Exact repetition of every record is required.

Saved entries
________________________________________

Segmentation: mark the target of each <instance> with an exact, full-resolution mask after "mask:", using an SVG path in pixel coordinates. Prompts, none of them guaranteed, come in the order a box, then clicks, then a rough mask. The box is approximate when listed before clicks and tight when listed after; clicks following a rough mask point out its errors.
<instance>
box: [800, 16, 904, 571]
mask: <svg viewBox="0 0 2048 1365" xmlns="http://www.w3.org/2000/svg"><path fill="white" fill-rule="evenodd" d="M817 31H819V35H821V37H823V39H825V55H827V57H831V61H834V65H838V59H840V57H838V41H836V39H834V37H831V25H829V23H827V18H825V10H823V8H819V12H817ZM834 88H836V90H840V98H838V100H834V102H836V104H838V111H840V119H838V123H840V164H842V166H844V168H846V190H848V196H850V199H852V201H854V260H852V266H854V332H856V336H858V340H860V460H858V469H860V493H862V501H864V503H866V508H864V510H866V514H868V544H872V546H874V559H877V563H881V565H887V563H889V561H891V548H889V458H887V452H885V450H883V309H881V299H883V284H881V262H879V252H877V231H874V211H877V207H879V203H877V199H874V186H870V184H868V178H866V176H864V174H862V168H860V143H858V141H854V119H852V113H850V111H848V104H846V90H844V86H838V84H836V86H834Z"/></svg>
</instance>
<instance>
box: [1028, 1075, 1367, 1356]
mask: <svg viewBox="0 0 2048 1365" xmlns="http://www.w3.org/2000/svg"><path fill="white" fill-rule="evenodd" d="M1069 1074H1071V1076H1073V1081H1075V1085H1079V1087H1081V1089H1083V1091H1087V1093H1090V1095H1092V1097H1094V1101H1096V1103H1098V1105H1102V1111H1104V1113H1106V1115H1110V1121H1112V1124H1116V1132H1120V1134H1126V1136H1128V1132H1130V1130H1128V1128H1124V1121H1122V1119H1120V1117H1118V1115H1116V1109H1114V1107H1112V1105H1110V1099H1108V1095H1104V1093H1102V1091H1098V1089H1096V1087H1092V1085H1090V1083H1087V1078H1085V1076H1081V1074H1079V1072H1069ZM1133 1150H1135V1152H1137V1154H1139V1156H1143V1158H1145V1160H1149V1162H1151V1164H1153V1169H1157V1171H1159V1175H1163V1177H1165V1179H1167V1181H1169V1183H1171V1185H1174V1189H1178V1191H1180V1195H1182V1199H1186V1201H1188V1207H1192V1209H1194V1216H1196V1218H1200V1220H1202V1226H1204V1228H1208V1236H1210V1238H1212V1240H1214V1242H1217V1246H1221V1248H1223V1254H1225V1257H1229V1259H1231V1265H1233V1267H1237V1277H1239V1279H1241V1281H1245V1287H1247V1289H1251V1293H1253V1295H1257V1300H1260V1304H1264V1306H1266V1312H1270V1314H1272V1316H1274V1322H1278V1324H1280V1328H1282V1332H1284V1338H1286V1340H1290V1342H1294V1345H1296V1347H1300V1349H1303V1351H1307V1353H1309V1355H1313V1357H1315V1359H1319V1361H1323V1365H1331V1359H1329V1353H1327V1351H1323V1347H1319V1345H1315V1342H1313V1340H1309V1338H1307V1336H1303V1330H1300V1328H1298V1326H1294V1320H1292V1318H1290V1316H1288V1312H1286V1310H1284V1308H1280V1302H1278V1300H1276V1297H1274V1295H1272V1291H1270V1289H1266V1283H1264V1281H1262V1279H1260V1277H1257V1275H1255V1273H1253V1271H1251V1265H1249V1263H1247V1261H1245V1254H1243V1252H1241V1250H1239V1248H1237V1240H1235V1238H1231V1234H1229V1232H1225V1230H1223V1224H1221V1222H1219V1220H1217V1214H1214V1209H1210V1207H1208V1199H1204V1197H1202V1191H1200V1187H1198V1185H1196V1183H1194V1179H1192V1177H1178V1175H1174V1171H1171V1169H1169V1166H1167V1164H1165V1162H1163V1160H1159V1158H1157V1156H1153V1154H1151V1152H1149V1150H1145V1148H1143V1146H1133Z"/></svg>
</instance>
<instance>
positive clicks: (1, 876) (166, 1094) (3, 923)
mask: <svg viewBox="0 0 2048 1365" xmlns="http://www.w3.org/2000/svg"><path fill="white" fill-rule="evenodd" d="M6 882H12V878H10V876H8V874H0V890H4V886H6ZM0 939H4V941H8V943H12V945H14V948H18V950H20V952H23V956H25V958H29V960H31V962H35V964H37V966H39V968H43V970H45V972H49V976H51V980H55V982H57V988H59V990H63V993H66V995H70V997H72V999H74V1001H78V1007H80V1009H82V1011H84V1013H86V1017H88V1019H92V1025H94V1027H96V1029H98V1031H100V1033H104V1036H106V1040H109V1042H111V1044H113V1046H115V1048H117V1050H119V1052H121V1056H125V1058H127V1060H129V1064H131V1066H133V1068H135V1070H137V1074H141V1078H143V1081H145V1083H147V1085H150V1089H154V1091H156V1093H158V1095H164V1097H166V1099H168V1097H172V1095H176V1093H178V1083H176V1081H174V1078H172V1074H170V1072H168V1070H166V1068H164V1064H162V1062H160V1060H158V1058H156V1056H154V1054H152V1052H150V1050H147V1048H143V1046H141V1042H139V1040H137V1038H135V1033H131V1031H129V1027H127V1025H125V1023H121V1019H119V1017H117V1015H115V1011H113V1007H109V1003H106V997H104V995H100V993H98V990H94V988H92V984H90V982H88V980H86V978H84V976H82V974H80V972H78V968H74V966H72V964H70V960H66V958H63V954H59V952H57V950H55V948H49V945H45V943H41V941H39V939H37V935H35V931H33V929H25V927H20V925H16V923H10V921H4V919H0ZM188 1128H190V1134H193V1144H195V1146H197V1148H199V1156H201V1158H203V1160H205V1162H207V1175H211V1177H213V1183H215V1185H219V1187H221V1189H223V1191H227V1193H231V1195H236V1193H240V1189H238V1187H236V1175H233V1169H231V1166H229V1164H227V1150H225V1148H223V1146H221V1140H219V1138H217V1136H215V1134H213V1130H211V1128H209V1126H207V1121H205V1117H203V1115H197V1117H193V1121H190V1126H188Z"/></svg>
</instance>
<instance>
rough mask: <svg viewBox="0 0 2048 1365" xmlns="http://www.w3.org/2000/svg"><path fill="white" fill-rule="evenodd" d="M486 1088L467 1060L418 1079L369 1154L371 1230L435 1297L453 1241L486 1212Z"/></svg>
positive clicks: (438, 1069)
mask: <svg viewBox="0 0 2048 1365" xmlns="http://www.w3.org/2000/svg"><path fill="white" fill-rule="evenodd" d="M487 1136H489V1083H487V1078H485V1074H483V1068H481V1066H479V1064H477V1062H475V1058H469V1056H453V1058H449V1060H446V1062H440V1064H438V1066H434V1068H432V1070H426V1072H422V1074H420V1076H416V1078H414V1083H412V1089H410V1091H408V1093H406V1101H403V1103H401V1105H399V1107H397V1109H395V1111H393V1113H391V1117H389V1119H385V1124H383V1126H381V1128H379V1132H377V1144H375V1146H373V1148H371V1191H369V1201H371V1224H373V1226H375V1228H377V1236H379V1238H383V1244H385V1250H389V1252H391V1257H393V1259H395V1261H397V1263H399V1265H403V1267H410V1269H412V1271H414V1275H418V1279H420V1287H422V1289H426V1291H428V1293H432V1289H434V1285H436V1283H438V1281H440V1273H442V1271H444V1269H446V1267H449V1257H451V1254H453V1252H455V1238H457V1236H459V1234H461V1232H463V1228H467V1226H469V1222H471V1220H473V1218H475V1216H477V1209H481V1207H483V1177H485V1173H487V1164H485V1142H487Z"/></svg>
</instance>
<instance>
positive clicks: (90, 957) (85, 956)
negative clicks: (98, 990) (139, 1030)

________________________________________

* [Answer to this exercise]:
Segmentation: mark the target of each <instance> with an exact, full-resolution mask after "mask:", using an SVG path in pixel coordinates. Prompts, none of them guaranteed, come in the order a box, then clicks, then a rough mask. The box is approximate when listed before clicks and tight when listed after; clicks following a rough mask point out its errors.
<instance>
box: [800, 16, 904, 571]
mask: <svg viewBox="0 0 2048 1365" xmlns="http://www.w3.org/2000/svg"><path fill="white" fill-rule="evenodd" d="M817 31H819V35H821V37H823V39H825V55H827V57H831V61H834V65H838V59H840V57H838V41H836V39H834V37H831V25H829V23H827V18H825V10H823V8H819V12H817ZM834 88H836V90H840V98H838V100H834V102H836V104H838V111H840V119H838V123H840V164H842V166H844V168H846V190H848V196H850V199H852V201H854V260H852V266H854V332H856V336H858V340H860V460H858V469H860V493H862V501H864V503H866V508H864V510H866V514H868V544H872V546H874V559H877V563H881V565H887V563H889V561H891V548H889V458H887V452H885V450H883V309H881V299H883V284H881V262H879V252H877V231H874V211H877V207H879V203H877V199H874V186H870V184H868V178H866V176H864V174H862V168H860V143H858V141H854V119H852V113H850V111H848V104H846V90H844V86H838V84H836V86H834Z"/></svg>
</instance>
<instance>
box: [1028, 1075, 1367, 1356]
mask: <svg viewBox="0 0 2048 1365" xmlns="http://www.w3.org/2000/svg"><path fill="white" fill-rule="evenodd" d="M1069 1074H1071V1076H1073V1081H1075V1085H1079V1087H1081V1089H1083V1091H1087V1093H1090V1095H1092V1097H1094V1101H1096V1103H1098V1105H1102V1111H1104V1113H1106V1115H1110V1121H1112V1124H1116V1132H1120V1134H1126V1136H1128V1132H1130V1130H1128V1128H1124V1121H1122V1119H1120V1117H1118V1115H1116V1109H1114V1107H1112V1105H1110V1099H1108V1095H1104V1093H1102V1091H1098V1089H1096V1087H1092V1085H1090V1083H1087V1078H1085V1076H1081V1074H1079V1072H1069ZM1133 1150H1135V1152H1137V1154H1139V1156H1143V1158H1145V1160H1149V1162H1151V1164H1153V1169H1157V1171H1159V1175H1163V1177H1165V1179H1167V1181H1169V1183H1171V1185H1174V1189H1178V1191H1180V1195H1182V1199H1186V1201H1188V1207H1192V1209H1194V1216H1196V1218H1200V1220H1202V1226H1204V1228H1208V1236H1210V1238H1212V1240H1214V1242H1217V1246H1221V1248H1223V1254H1225V1257H1229V1259H1231V1265H1233V1267H1237V1277H1239V1279H1241V1281H1245V1287H1247V1289H1251V1293H1253V1295H1257V1300H1260V1304H1264V1306H1266V1312H1270V1314H1272V1316H1274V1322H1278V1324H1280V1328H1282V1332H1284V1338H1286V1340H1290V1342H1294V1345H1296V1347H1300V1349H1303V1351H1307V1353H1309V1355H1313V1357H1315V1359H1319V1361H1323V1365H1331V1359H1329V1353H1327V1351H1323V1347H1319V1345H1315V1342H1313V1340H1309V1338H1307V1336H1303V1330H1300V1328H1298V1326H1294V1320H1292V1318H1290V1316H1288V1312H1286V1310H1284V1308H1280V1302H1278V1300H1276V1297H1274V1295H1272V1291H1270V1289H1266V1283H1264V1281H1262V1279H1260V1277H1257V1275H1255V1273H1253V1271H1251V1265H1249V1263H1247V1261H1245V1254H1243V1252H1241V1250H1239V1248H1237V1240H1235V1238H1231V1234H1229V1232H1225V1230H1223V1224H1221V1222H1219V1220H1217V1214H1214V1209H1210V1207H1208V1199H1204V1197H1202V1191H1200V1187H1198V1185H1196V1183H1194V1179H1192V1177H1178V1175H1174V1171H1171V1169H1169V1166H1167V1164H1165V1162H1163V1160H1159V1158H1157V1156H1153V1154H1151V1152H1149V1150H1145V1148H1143V1146H1133Z"/></svg>
</instance>
<instance>
positive clicks: (1, 876) (166, 1094) (3, 923)
mask: <svg viewBox="0 0 2048 1365" xmlns="http://www.w3.org/2000/svg"><path fill="white" fill-rule="evenodd" d="M6 882H12V878H10V876H8V874H0V890H4V886H6ZM0 939H4V941H8V943H12V945H14V948H18V950H20V952H23V956H25V958H29V960H31V962H35V964H37V966H39V968H43V970H45V972H49V976H51V980H55V982H57V988H59V990H63V993H66V995H70V997H72V999H74V1001H78V1007H80V1009H82V1011H84V1013H86V1017H88V1019H92V1025H94V1027H96V1029H98V1031H100V1033H104V1036H106V1040H109V1042H111V1044H113V1046H115V1048H117V1050H119V1052H121V1056H125V1058H127V1060H129V1064H131V1066H133V1068H135V1070H137V1074H141V1078H143V1081H145V1083H147V1085H150V1089H154V1091H156V1093H158V1095H164V1097H166V1099H168V1097H172V1095H176V1093H178V1083H176V1081H174V1078H172V1074H170V1072H168V1070H166V1068H164V1064H162V1062H160V1060H158V1058H156V1056H154V1054H152V1052H150V1050H147V1048H143V1046H141V1042H139V1040H137V1038H135V1033H131V1031H129V1027H127V1025H125V1023H121V1019H119V1017H117V1015H115V1011H113V1007H109V1003H106V997H104V995H100V993H98V990H94V988H92V984H90V982H88V980H86V978H84V976H82V974H80V972H78V968H74V966H72V964H70V960H66V958H63V954H59V952H57V950H55V948H49V945H45V943H41V941H39V939H37V935H35V931H33V929H25V927H20V925H16V923H10V921H4V919H0ZM188 1128H190V1134H193V1144H195V1146H197V1148H199V1156H201V1158H203V1160H205V1162H207V1175H211V1177H213V1183H215V1185H219V1187H221V1189H223V1191H227V1193H231V1195H236V1193H240V1189H238V1187H236V1175H233V1169H231V1166H229V1164H227V1150H225V1148H223V1146H221V1140H219V1138H217V1136H215V1134H213V1130H211V1128H209V1126H207V1121H205V1117H203V1115H197V1117H193V1121H190V1126H188Z"/></svg>
</instance>
<instance>
rough mask: <svg viewBox="0 0 2048 1365" xmlns="http://www.w3.org/2000/svg"><path fill="white" fill-rule="evenodd" d="M486 1088L467 1060L418 1079L369 1154L371 1230L435 1297L453 1241L486 1212Z"/></svg>
positive clicks: (438, 1069)
mask: <svg viewBox="0 0 2048 1365" xmlns="http://www.w3.org/2000/svg"><path fill="white" fill-rule="evenodd" d="M487 1136H489V1083H487V1078H485V1074H483V1068H481V1066H479V1064H477V1062H475V1058H469V1056H453V1058H449V1060H446V1062H440V1064H438V1066H434V1068H432V1070H426V1072H422V1074H420V1076H416V1078H414V1083H412V1089H410V1091H408V1093H406V1101H403V1103H401V1105H399V1107H397V1109H395V1111H393V1113H391V1117H389V1119H385V1124H383V1126H381V1128H379V1132H377V1144H375V1146H373V1148H371V1191H369V1201H371V1224H373V1226H375V1228H377V1236H379V1238H383V1244H385V1250H389V1252H391V1257H393V1259H395V1261H397V1263H399V1265H403V1267H410V1269H412V1271H414V1275H418V1279H420V1287H422V1289H426V1291H428V1293H432V1289H434V1285H436V1283H438V1281H440V1273H442V1271H444V1269H446V1267H449V1257H451V1254H453V1252H455V1238H457V1236H459V1234H461V1232H463V1228H467V1226H469V1222H471V1220H473V1218H475V1216H477V1209H481V1207H483V1177H485V1173H487V1164H485V1142H487Z"/></svg>
</instance>
<instance>
positive clicks: (90, 957) (85, 956)
negative clicks: (98, 990) (139, 1030)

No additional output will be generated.